#### What to produce
Locate each line in the records below that contains the string "leafy", with case counting, and copy those lines out.

(Rows from a box labeling dataset)
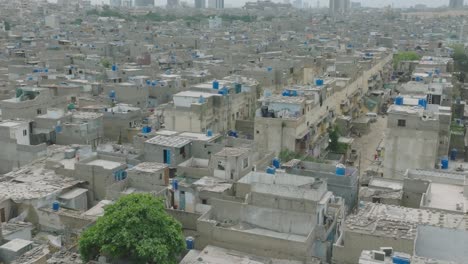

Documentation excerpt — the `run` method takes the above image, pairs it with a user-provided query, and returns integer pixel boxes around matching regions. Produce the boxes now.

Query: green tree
[79,194,185,264]
[3,21,11,31]
[393,51,421,68]
[101,58,112,68]
[452,45,468,73]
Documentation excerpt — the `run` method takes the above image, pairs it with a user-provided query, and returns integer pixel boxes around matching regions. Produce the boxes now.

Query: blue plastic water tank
[185,237,195,250]
[213,80,219,90]
[272,158,281,169]
[395,96,403,105]
[335,164,346,176]
[198,95,206,104]
[266,167,276,174]
[52,202,60,212]
[450,148,458,160]
[392,256,411,264]
[234,83,242,93]
[418,99,427,109]
[441,157,449,170]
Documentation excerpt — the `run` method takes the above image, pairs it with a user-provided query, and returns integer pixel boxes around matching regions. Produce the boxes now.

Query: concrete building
[332,203,468,264]
[158,77,259,133]
[328,0,351,15]
[103,104,143,143]
[197,172,344,262]
[281,160,359,212]
[208,0,224,9]
[0,87,66,119]
[133,0,154,7]
[144,136,192,168]
[166,0,179,8]
[194,0,206,8]
[449,0,463,8]
[180,245,310,264]
[33,109,104,147]
[384,105,448,179]
[103,82,149,109]
[0,239,33,264]
[209,148,253,182]
[0,120,47,173]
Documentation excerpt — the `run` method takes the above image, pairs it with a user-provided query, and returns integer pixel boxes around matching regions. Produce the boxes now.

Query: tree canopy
[393,51,421,68]
[79,194,185,264]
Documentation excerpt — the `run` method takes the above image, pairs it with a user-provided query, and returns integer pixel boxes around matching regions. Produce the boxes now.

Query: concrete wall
[384,114,439,179]
[166,209,201,230]
[414,226,468,263]
[0,141,47,174]
[402,178,430,208]
[127,168,169,191]
[332,230,414,264]
[103,111,143,143]
[197,199,314,261]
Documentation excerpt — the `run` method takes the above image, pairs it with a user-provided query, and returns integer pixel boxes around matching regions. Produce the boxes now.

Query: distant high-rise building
[167,0,179,8]
[449,0,463,8]
[208,0,224,9]
[133,0,154,7]
[329,0,351,15]
[195,0,206,8]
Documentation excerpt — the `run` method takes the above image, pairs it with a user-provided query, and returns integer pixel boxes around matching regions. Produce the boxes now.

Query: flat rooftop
[0,238,33,252]
[345,203,466,240]
[369,178,403,191]
[59,188,88,200]
[193,177,232,193]
[180,245,308,264]
[214,148,250,157]
[146,136,192,148]
[128,162,167,173]
[173,91,221,98]
[179,132,220,141]
[425,182,467,213]
[86,159,123,170]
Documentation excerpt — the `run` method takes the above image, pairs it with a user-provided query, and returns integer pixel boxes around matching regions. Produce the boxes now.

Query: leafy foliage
[101,58,112,68]
[328,126,348,154]
[79,194,185,264]
[3,21,11,31]
[393,51,421,68]
[452,45,468,73]
[279,149,323,163]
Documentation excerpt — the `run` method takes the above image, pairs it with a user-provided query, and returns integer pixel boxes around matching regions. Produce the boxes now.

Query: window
[398,119,406,127]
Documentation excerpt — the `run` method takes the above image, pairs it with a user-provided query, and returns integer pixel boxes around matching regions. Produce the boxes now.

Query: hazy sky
[85,0,450,7]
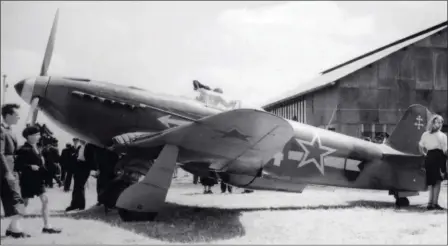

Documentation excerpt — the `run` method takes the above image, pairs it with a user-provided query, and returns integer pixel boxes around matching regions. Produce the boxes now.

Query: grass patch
[1,172,447,245]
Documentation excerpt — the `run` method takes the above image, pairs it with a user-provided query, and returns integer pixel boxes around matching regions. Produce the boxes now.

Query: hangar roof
[263,21,448,109]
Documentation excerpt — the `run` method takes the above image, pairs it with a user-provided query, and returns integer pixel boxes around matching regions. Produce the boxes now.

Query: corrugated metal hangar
[263,22,448,141]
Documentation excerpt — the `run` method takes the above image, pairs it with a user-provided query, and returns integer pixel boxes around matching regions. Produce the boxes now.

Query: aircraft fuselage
[19,77,424,194]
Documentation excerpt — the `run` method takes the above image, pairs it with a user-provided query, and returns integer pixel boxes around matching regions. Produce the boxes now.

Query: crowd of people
[0,104,118,238]
[0,104,250,238]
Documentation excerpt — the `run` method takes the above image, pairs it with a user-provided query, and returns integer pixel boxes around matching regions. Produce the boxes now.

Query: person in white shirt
[419,115,447,210]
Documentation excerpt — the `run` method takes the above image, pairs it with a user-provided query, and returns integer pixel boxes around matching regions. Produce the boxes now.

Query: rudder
[386,104,432,155]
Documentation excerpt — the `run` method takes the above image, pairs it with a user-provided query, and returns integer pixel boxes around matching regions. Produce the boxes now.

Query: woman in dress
[419,115,447,210]
[16,126,61,234]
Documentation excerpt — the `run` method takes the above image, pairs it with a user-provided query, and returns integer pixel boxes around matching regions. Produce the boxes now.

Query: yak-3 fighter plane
[15,12,431,220]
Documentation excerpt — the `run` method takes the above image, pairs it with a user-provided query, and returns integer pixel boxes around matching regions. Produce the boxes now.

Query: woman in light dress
[419,115,447,210]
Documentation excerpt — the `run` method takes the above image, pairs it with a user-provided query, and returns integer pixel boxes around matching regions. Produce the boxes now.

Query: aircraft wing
[112,109,293,169]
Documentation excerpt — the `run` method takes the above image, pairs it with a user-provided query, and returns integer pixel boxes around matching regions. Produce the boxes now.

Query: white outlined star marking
[296,133,336,175]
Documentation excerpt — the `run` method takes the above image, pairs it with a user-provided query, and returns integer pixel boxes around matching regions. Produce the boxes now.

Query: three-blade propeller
[26,9,59,125]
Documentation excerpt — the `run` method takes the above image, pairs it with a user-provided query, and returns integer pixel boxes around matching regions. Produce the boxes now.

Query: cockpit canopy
[195,89,241,111]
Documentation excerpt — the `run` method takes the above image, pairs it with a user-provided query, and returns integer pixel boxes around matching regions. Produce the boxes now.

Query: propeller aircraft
[15,10,431,221]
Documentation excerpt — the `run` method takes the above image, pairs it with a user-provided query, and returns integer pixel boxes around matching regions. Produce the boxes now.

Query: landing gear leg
[395,197,409,207]
[116,145,179,221]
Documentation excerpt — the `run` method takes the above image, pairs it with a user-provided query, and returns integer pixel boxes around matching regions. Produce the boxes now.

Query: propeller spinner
[14,9,59,125]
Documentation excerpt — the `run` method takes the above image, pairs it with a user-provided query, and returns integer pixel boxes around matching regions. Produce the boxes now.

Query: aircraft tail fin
[385,104,432,155]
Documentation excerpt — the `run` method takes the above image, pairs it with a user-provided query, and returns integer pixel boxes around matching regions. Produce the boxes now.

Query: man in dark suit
[95,147,118,205]
[42,142,62,188]
[0,104,30,238]
[61,138,79,192]
[65,140,98,212]
[59,143,75,190]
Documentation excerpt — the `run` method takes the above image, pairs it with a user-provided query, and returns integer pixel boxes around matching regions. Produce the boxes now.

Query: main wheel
[395,197,409,207]
[118,208,157,222]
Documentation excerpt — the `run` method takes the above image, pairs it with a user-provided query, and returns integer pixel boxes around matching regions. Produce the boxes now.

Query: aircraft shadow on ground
[19,200,446,243]
[21,203,245,243]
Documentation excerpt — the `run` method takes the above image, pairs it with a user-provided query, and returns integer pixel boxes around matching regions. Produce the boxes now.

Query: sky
[1,1,447,147]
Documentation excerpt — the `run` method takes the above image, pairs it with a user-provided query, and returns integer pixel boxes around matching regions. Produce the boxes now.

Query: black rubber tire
[118,208,157,222]
[395,197,410,207]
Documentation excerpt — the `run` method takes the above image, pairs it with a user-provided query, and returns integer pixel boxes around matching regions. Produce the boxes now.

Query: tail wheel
[118,208,157,222]
[395,197,409,207]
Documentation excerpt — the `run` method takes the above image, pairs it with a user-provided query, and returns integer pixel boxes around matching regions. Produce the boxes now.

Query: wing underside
[113,109,293,170]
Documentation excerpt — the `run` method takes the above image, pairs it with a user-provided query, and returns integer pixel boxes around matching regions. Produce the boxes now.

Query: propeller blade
[40,9,59,76]
[26,97,39,126]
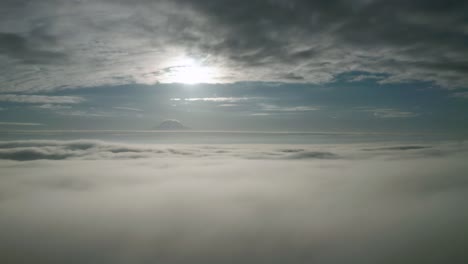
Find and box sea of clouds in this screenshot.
[0,140,468,264]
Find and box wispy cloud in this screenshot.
[0,122,44,126]
[171,97,261,103]
[0,94,84,104]
[452,92,468,99]
[355,107,420,118]
[112,106,144,112]
[259,104,320,112]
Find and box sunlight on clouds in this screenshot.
[164,57,218,84]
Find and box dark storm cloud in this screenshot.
[0,32,67,64]
[0,0,468,90]
[171,0,468,85]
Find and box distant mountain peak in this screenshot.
[154,119,190,130]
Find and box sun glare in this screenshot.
[168,57,216,84]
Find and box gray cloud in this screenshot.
[0,94,84,104]
[0,0,468,91]
[0,122,43,126]
[0,141,468,264]
[0,140,468,161]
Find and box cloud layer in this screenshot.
[0,0,468,91]
[0,140,468,161]
[0,141,468,264]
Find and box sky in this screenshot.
[0,0,468,132]
[0,0,468,264]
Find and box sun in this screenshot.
[168,57,216,84]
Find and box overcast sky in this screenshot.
[0,0,468,133]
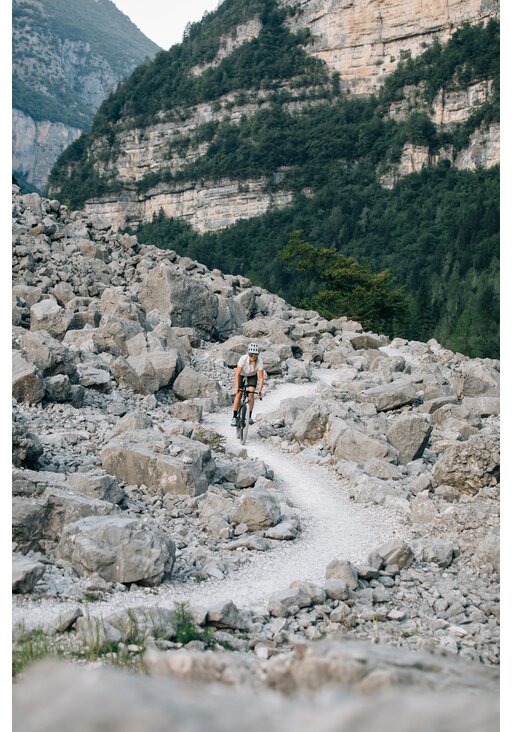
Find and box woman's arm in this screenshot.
[235,366,242,392]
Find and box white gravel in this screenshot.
[13,370,407,627]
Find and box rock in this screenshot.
[232,488,281,531]
[101,430,215,496]
[462,397,500,417]
[350,334,388,351]
[265,521,298,541]
[361,458,403,480]
[12,496,48,552]
[76,363,111,392]
[56,516,175,586]
[376,539,414,569]
[173,366,219,400]
[44,374,72,402]
[67,473,124,504]
[475,534,500,572]
[139,262,219,338]
[20,330,75,377]
[43,486,119,541]
[292,401,329,445]
[219,460,267,488]
[12,422,43,468]
[359,381,417,412]
[13,656,499,732]
[12,552,46,594]
[283,358,312,383]
[30,297,71,340]
[169,400,203,422]
[12,351,45,404]
[329,602,355,628]
[414,538,456,568]
[386,414,432,465]
[127,350,181,394]
[326,424,398,463]
[433,434,500,495]
[325,559,358,590]
[206,600,247,630]
[106,409,153,440]
[454,361,500,399]
[267,586,312,618]
[144,648,259,687]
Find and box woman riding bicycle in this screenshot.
[231,343,264,427]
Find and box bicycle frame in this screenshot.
[236,385,261,445]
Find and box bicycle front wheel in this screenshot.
[240,404,249,445]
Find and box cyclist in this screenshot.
[231,343,264,427]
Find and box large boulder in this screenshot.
[12,351,44,404]
[433,433,500,495]
[11,496,48,552]
[20,330,75,377]
[12,552,46,594]
[326,422,398,463]
[454,361,500,398]
[13,656,499,732]
[139,262,219,337]
[12,422,43,468]
[117,350,182,394]
[43,486,119,541]
[359,381,417,412]
[101,430,215,496]
[387,414,432,465]
[292,400,329,445]
[56,516,175,586]
[30,297,72,340]
[173,366,220,400]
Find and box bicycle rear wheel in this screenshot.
[240,404,249,445]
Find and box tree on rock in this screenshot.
[281,229,407,333]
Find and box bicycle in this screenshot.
[236,386,262,445]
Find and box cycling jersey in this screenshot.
[237,354,264,376]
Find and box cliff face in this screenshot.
[12,109,82,193]
[53,0,499,232]
[281,0,499,94]
[12,0,158,189]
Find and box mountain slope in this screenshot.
[46,0,499,356]
[13,0,158,192]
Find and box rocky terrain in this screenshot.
[12,186,500,731]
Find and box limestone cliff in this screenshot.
[281,0,499,94]
[50,0,499,232]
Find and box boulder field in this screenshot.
[12,186,500,732]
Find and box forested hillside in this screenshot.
[51,0,499,357]
[12,0,159,128]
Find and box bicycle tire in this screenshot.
[240,404,249,445]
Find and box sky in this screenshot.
[113,0,219,50]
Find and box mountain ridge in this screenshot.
[13,0,158,189]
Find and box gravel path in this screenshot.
[13,370,407,625]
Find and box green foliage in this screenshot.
[137,165,499,358]
[12,0,159,129]
[280,230,407,332]
[51,6,499,357]
[380,18,500,103]
[173,602,215,647]
[12,630,52,677]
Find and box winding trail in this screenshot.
[13,370,404,624]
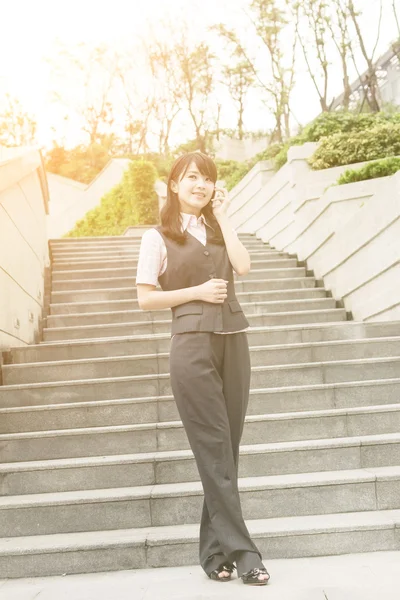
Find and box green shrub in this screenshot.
[65,160,158,237]
[215,158,253,190]
[301,111,400,142]
[308,123,400,170]
[274,111,400,169]
[337,156,400,185]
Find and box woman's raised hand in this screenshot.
[211,187,230,221]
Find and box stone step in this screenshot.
[0,404,400,463]
[52,267,306,292]
[49,234,259,246]
[49,234,150,247]
[49,234,269,251]
[7,322,400,364]
[52,249,284,264]
[0,346,396,407]
[51,258,298,284]
[43,308,347,342]
[0,379,400,433]
[50,288,327,318]
[52,246,282,265]
[51,242,268,261]
[51,277,316,304]
[3,336,400,385]
[0,510,400,578]
[0,433,400,496]
[46,298,336,329]
[0,466,400,537]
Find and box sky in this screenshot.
[0,0,400,147]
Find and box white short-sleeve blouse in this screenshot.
[136,213,246,334]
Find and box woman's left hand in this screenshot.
[211,187,230,220]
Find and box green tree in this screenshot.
[0,94,37,146]
[65,159,158,237]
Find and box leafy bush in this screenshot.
[308,122,400,170]
[337,156,400,185]
[301,111,400,142]
[275,111,400,169]
[64,160,158,237]
[215,158,253,190]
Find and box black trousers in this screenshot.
[170,332,263,577]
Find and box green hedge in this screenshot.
[308,123,400,170]
[337,156,400,185]
[275,112,400,169]
[64,160,158,237]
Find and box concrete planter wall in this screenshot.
[47,158,130,239]
[231,143,400,321]
[0,148,49,351]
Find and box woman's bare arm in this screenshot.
[136,279,228,310]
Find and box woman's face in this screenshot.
[171,162,215,217]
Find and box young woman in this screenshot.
[136,152,269,585]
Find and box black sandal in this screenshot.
[208,563,236,581]
[241,568,270,585]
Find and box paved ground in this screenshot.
[0,552,400,600]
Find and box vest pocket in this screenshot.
[228,300,243,312]
[174,304,203,317]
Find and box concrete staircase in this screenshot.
[0,235,400,578]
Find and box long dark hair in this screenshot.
[160,151,225,245]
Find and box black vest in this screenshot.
[156,226,249,335]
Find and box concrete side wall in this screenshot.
[236,144,400,321]
[215,135,269,162]
[47,158,130,239]
[0,149,49,351]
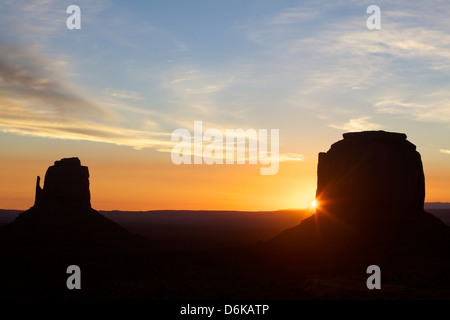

#### Expected answer
Query: leafy foliage
Find and box leafy bush in this screenshot.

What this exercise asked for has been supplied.